Research

Our laboratory primary research goals are directed toward understanding the complex interactions of infectious microorganisms with the immune system, as the balance in this interplay impacts whether host damage occurs.

We are interested in understanding three basic questions:

1. Which mechanisms are used by microbes to invade, survive, and cause disease to the host?
2. How does the host defend itself against infectious organisms?
3. How do microbes adapt to environmental changes?

We approach our research in an interdisciplinary manner, students and post-doctoral fellows that join the lab will be trained on basic microbiology, microscopy, immunological and tissue culture techniques, molecular biology, antimicrobial research, and animal models of infection.

Current projects include:

Unraveling the Mechanisms of Fungal Brain Invasion. The encapsulated fungus Cryptococcus neoformans is the most common cause of fungal meningitis, with the highest rate of disease in patients with AIDS. This microbe has developed its virulence factors by interacting with other organisms in the environment. It enters into the human body via the respiratory tract and the infection is controlled in the lungs of people with normal immunity. When a person’s immune system is defective, C. neoformans moves into the bloodstream and the fungus disseminates with a particular propensity to infect the brain. We are interested in elucidating the mechanisms of central nervous system (CNS) invasion by C. neoformans and the interactions of the fungus with cells of the CNS including microglia, astrocytes, and neurons.

Region pointing data:

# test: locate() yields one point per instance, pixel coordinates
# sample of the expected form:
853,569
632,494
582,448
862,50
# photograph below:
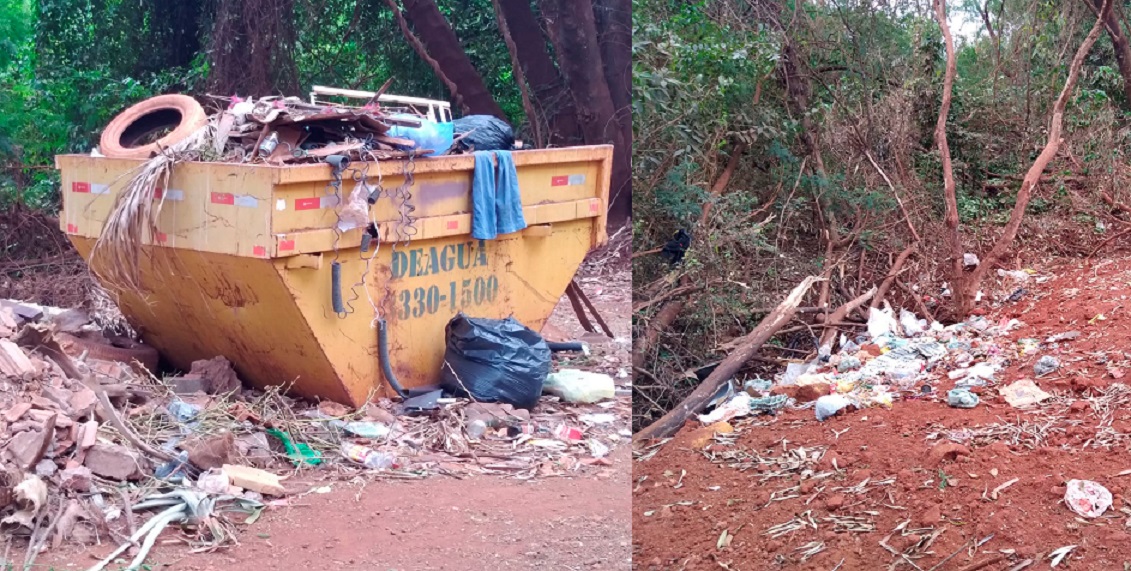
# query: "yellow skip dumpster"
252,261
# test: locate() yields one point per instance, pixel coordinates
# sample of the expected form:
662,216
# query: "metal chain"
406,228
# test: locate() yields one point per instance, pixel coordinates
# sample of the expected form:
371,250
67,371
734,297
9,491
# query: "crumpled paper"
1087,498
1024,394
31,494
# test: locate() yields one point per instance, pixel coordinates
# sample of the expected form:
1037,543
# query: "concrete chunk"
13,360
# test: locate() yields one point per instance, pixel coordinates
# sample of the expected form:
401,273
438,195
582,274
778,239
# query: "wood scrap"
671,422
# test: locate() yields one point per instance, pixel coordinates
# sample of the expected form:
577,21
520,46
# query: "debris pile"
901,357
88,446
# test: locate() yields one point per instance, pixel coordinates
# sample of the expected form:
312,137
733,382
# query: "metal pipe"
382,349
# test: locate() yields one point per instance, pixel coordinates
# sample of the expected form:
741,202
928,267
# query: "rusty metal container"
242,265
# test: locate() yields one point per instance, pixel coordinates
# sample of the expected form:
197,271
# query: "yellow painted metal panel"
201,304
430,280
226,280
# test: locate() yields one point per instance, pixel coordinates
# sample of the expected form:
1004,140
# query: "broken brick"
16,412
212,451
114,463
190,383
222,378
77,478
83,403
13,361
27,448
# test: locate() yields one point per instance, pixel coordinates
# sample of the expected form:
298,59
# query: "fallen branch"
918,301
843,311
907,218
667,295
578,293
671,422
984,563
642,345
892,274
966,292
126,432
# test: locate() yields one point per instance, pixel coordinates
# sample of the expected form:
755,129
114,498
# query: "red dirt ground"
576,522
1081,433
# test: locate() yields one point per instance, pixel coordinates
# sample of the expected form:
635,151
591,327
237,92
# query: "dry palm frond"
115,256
...
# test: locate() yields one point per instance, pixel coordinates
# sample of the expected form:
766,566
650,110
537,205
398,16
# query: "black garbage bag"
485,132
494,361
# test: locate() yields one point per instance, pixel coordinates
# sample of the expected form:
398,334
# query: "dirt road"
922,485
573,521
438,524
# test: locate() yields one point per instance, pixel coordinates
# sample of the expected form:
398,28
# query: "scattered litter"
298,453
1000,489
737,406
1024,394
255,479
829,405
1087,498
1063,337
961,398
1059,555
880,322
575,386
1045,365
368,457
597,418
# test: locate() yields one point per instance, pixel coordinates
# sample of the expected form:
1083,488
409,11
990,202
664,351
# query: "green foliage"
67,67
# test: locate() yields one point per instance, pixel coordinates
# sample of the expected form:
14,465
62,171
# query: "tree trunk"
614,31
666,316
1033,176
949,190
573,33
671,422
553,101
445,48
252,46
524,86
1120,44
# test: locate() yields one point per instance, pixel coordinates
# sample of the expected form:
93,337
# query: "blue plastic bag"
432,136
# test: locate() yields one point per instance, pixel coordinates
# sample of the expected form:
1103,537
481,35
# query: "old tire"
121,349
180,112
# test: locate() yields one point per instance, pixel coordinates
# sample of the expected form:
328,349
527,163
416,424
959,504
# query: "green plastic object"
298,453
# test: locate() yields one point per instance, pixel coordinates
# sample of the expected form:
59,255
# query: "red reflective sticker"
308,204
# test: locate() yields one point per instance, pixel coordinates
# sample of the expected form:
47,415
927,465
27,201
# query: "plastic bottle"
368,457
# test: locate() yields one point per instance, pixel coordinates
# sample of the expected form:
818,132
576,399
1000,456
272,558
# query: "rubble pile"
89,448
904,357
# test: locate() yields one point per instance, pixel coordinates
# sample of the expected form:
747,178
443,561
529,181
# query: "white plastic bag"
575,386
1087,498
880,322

### REQUIRED ACTION 1
Translate this sentence from the laboratory research overview into Spanish: "The encapsulated fungus Cryptococcus neoformans is the most common cause of fungal meningitis, with the highest rate of disease in patients with AIDS."
### REQUIRED ACTION 2
Carry on the laboratory research overview, picking up right after its last sentence.

### RESPONSE BOX 1
El hongo encapsulado Cryptococcus neoformans es la causa más común de meningitis fúngica, con la mayor tasa de enfermedad en pacientes con sida.

### RESPONSE BOX 2
Impact of Methamphetamine on Bacterial Skin Infections. The prevalence of methamphetamine (METH) use is estimated at ∼35 million people worldwide, with over 10 million users in the United States. Heavy daily users of METH frequently develop formication, a sensation akin to insects crawling on or under the skin. The result of formication is that users engage in constant skin “picking,” often causing the formation of ulcers that are susceptible to bacterial infections. A marked lack of hygiene among users may also be correlated to higher rates of skin and soft-tissue infections (SSTI). Staphylococcus aureus is the single most important bacterial pathogen in infections among injection drug users, with SSTI being extremely common. Wounds and abscesses associated with METH users are an important care problem at respite centers and healthcare institutions. We are interested in dissecting the cellular and signaling mechanisms by which METH alters the host inflammatory responses and promotes S. aureus infection interfering with wound healing and abscess resolution, leading to chronic wounds that can progress to life-threatening sepsis.